■ WHAT NEEDS TO BE DONE ■
Every entry needs to be printed exactly, please.

begin RECORDS PROVIDED

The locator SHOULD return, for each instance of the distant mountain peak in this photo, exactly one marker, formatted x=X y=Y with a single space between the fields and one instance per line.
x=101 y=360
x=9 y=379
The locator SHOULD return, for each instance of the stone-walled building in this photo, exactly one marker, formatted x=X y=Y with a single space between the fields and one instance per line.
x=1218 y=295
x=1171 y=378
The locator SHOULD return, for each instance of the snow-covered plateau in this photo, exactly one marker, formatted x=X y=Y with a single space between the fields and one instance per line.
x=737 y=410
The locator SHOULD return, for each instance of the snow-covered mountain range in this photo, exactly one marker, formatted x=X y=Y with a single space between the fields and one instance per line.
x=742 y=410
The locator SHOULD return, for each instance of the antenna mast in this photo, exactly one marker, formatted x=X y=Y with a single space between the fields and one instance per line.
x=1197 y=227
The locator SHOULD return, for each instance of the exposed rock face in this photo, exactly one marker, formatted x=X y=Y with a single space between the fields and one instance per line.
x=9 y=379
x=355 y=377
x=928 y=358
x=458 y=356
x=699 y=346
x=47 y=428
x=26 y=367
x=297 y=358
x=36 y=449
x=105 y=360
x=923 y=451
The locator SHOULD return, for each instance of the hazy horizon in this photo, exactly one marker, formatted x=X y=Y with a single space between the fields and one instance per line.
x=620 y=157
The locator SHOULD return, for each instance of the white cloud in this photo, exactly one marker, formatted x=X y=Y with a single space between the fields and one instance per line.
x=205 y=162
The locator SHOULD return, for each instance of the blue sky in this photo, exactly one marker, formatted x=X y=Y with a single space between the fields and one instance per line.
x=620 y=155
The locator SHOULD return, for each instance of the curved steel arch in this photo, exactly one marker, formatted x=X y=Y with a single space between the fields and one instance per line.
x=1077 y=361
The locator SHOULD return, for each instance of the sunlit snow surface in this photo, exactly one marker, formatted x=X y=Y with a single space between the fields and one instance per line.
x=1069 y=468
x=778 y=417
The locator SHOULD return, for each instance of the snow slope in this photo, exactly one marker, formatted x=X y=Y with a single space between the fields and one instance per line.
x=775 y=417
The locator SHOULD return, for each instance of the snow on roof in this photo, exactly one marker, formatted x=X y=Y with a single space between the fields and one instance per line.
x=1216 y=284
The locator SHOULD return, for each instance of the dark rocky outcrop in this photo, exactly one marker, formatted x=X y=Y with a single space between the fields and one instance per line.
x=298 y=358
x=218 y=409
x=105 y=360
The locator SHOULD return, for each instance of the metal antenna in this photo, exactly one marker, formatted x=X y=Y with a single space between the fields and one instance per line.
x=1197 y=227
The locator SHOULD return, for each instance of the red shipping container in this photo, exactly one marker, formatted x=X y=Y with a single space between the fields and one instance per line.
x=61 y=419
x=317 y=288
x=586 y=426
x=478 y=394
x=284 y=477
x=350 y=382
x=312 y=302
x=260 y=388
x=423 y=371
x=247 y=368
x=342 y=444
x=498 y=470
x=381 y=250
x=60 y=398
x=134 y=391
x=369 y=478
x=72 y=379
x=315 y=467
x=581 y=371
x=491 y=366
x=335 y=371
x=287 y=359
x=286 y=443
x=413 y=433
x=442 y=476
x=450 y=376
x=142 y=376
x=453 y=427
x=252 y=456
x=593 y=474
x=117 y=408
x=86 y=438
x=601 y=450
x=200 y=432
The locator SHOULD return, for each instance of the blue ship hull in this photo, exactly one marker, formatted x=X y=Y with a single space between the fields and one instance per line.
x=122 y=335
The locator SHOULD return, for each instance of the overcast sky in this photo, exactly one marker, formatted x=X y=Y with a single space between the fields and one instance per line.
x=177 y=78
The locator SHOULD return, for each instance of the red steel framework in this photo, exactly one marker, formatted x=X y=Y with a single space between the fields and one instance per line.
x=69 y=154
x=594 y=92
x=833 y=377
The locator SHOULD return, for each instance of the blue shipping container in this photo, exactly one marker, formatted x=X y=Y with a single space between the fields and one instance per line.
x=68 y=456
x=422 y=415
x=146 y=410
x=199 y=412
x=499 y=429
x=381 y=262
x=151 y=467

end RECORDS PROVIDED

■ EXERCISE RESULT ■
The locator SHOULD return, for each instance of the distant mountain peak in this photo, exactly one marker, formatted x=X y=Y with a single space between the fields and one instance per line.
x=101 y=360
x=9 y=379
The locator SHOULD return, for each instance of the stone-walled building in this photo, exactly one marker, formatted x=X y=Y with a single space between the fields and one instance per line.
x=1218 y=295
x=1171 y=378
The locator SHOULD return, for each instance of the snow-covered plateau in this photo, exactly one marker, formatted x=X y=Y with a single space between the fields and one instance per line.
x=737 y=410
The locator SHOULD return, for each instance of the snow-covered mountain range in this photo, exactly one marker, formatted x=X y=Y with a single space between the fields and one instance per line.
x=742 y=410
The locator SHOULD return, for each instance of the antenna mast in this photo, exactly one marker, formatted x=X y=Y with a single space between the fields and one instance per line.
x=1197 y=227
The locator SHOULD return, for each instance of the exposed rock face in this photo, exactly one marker, formatted x=X y=Y with a single space between the fields and one instance per line.
x=9 y=379
x=355 y=377
x=928 y=358
x=458 y=356
x=699 y=346
x=47 y=428
x=26 y=367
x=297 y=358
x=36 y=449
x=105 y=360
x=923 y=451
The locator SHOULD return, for each instance of the hazy horizon in this photo, exactly one marker, formatted x=X y=Y with a single space between the fields and one instance per line.
x=620 y=157
The locator SHOULD return, for each instance of the white cloud in this photo, exactly one marker, formatted x=X y=Y with a single space between the fields and one instance per line.
x=205 y=162
The locator SHOULD return, for each instance of the blue sky in this photo, exactly one marker, formatted x=X y=Y with a single space between the fields and one instance per line.
x=620 y=155
The locator SHOULD return, for each instance of the curved steel arch in this photo, exactly one marker, formatted x=X y=Y with a single space between the fields and one instance per line.
x=1077 y=361
The locator SHOULD return, for each instance of the sunlit snow surface in this photo, exactly one marker, formatted x=X y=Y with a single space between the fields and one instance per line.
x=1069 y=468
x=778 y=417
The locator SHOULD return, for each instance of the snow slope in this photo, exactly one marker, formatted x=X y=Y with a single space between the fields and one instance per line.
x=775 y=417
The locator SHOULD return, for each instance of the snow on roof in this photo, exactly one marker, formatted x=X y=Y with a single space between the fields and one instance per line.
x=1216 y=284
The locator SHOULD return, for each instance of the dark rocky outcrop in this photo, exactly one marker, formatted x=X y=Y with a single space between the fields and one instance per line.
x=298 y=358
x=218 y=409
x=105 y=360
The locator SHOULD return, for each instance of the metal antenna in this photo, exactly one marker, formatted x=X y=Y with a single space between the fields and one instance per line.
x=1197 y=227
The locator SHOULD return, for each instance of the red shipping container in this photo, exactly one marker, formatted x=X y=Y with a single space between the fields and one instance per line.
x=61 y=419
x=317 y=288
x=586 y=426
x=478 y=394
x=284 y=477
x=350 y=382
x=312 y=302
x=260 y=388
x=423 y=371
x=247 y=368
x=342 y=444
x=498 y=470
x=381 y=250
x=60 y=398
x=134 y=391
x=369 y=478
x=72 y=379
x=315 y=467
x=581 y=371
x=491 y=366
x=335 y=371
x=287 y=359
x=286 y=443
x=413 y=433
x=442 y=476
x=450 y=376
x=142 y=376
x=453 y=427
x=252 y=456
x=593 y=474
x=117 y=408
x=86 y=438
x=601 y=450
x=200 y=432
The locator SHOULD return, for each instance of the blue ship hull in this photo, exactly one marker, formatted x=X y=Y with a single space between the fields and one instance per line.
x=122 y=335
The locator SHOULD return, for each instance of the overcast sky in this photo, exactly one marker, formatted x=X y=Y with a single space between the fields and one instance per line.
x=177 y=78
The locator SHOULD return, for each instance of the red steel framework in this photo, exactly one marker, formatted x=X y=Y with a single space between the fields and one instance per line.
x=69 y=154
x=594 y=92
x=833 y=377
The locator SHOULD return, for each instance of the blue shipping container in this photo, exactly one marker, formatted x=X y=Y with a single space between the fields and one instance per line.
x=68 y=456
x=422 y=415
x=146 y=410
x=199 y=412
x=499 y=429
x=381 y=262
x=151 y=467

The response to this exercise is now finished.